» **What needs to be done**
In the entries that follow, find every line containing "audit" and copy it.

» **Input data**
=====

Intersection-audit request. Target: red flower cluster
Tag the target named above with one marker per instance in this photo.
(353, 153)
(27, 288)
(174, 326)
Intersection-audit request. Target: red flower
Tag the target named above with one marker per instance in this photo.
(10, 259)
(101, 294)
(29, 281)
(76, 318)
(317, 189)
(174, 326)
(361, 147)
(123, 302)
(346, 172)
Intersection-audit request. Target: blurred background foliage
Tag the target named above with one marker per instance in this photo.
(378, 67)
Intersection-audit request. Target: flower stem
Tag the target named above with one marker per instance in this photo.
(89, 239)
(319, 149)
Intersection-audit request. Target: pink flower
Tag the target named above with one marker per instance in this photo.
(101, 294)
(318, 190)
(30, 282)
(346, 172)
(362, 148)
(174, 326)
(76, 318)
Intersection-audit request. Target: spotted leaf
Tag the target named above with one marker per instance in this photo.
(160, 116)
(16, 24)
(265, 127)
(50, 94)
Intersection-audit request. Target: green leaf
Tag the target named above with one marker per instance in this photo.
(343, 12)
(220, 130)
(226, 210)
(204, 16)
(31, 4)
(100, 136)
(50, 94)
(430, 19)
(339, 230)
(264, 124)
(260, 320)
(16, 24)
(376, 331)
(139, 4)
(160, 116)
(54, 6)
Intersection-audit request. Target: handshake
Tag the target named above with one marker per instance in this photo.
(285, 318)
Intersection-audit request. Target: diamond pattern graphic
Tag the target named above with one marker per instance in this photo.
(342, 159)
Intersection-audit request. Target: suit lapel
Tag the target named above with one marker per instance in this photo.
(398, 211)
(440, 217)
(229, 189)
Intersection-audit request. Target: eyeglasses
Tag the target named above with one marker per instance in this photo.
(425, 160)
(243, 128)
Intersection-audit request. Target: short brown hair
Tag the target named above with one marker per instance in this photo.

=====

» **Output**
Intersection-audit request. Target: red flower cluster
Intersection-audit request. Target: red flower
Intersection-audit request. Target: blurred background foliage
Intersection-audit request. Target: flower stem
Intersection-audit request. Target: pink flower
Intersection-audit request. Target: spotted leaf
Intersection-audit request. Target: green leaf
Intersection-audit request. Target: handshake
Intersection-audit request. Target: diamond pattern graphic
Intersection-audit request. Target: suit lapel
Intersection-audit request. Target: eyeglasses
Intersection-audit request. Target: short brown hair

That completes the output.